EXCERPT TO READ:
Originally posted at LinkedIn here.
Hurricane Irma will soon make landfall in Southern Florida, at which point one of the largest rescue and recovery efforts in U.S. history will begin.
The exact impacts can’t be predicted, but with the storm expected to rake up the West coast of Florida, consider these quotes:
- FEMA Administrator Brock Long: “Hurricane Irma continues to be a threat that is going to devastate the United States”
- Florida Governor Rick Scott: “Our state has never seen anything like it.”
- Acting Director of the National Hurricane Center Ed Rappaort on the Florida Keys: “It’s not clear that it’s a survivable situation for anybody that is still there.”
A friend who is a retired Army officer “self-deployed” to the Houston area last week, and spent a week with his boat helping rescue those impacted by Harvey. He wrote up an “after-action report” on what he observed, and when I read his insights on the technology and communications challenges he saw, it became clear to me that there is a massive opportunity to do better with Irma.

Collected data:
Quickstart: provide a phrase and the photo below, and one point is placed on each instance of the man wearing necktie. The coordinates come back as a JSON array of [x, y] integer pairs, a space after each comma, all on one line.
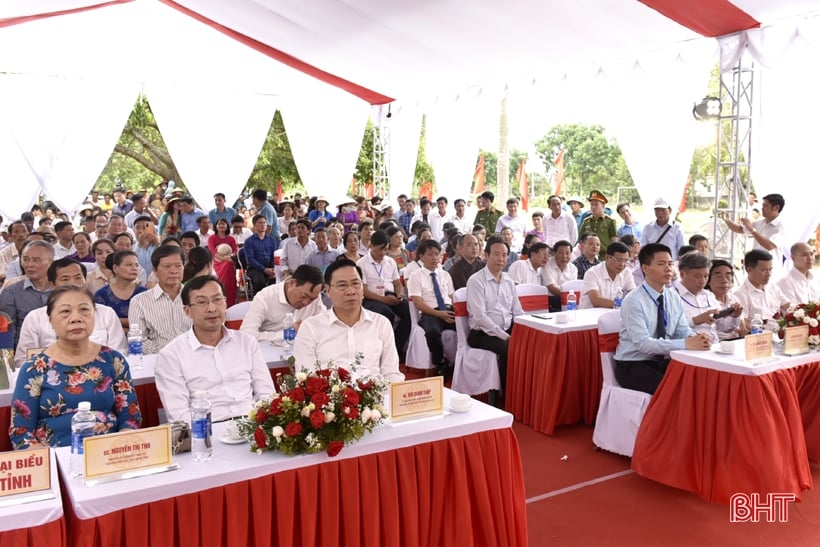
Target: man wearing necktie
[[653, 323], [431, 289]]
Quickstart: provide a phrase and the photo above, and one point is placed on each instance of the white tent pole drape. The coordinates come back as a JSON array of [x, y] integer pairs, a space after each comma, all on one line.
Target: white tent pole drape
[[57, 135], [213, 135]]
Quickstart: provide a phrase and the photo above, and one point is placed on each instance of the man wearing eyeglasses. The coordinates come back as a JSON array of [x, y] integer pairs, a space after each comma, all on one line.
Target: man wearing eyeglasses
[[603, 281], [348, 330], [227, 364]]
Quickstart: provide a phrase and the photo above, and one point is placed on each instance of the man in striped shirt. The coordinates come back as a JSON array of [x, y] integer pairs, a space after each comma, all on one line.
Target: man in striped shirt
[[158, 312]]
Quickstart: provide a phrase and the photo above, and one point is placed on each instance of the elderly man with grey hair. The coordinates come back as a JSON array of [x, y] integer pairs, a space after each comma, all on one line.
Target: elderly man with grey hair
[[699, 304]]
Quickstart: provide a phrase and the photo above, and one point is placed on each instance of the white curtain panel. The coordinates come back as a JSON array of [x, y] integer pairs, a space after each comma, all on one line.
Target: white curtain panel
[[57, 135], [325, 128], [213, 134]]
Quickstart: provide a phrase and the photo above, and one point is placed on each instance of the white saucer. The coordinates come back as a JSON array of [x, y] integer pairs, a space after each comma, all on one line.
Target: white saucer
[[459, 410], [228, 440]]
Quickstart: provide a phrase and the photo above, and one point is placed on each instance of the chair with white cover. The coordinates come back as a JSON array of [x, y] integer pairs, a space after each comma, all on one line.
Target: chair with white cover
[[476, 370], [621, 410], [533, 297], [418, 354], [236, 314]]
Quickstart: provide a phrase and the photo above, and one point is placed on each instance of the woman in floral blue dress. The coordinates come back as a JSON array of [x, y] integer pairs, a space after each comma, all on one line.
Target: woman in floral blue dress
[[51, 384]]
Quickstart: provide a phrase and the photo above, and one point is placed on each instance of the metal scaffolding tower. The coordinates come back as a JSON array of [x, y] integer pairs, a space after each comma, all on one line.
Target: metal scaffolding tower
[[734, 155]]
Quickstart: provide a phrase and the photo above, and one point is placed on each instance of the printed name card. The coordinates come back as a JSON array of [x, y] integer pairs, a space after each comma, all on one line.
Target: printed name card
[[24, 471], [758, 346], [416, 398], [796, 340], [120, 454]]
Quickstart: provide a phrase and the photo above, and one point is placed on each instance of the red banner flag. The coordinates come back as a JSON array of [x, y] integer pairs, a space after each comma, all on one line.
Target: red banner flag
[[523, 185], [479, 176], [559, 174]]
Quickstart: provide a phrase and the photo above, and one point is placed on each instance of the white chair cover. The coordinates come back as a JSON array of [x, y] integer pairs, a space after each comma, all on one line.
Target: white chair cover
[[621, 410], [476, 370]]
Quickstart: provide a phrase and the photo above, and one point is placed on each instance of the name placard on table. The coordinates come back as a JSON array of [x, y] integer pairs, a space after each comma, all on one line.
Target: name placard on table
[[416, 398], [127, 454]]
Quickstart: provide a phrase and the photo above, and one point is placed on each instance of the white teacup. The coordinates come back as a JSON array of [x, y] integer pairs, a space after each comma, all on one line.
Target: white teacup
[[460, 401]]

GIVEN INSTRUCTION:
Reproduce the part of the Hurricane Irma post between "Originally posted at" and "history will begin.", inclusive.

RESULT:
Originally posted at LinkedIn here.
Hurricane Irma will soon make landfall in Southern Florida, at which point one of the largest rescue and recovery efforts in U.S. history will begin.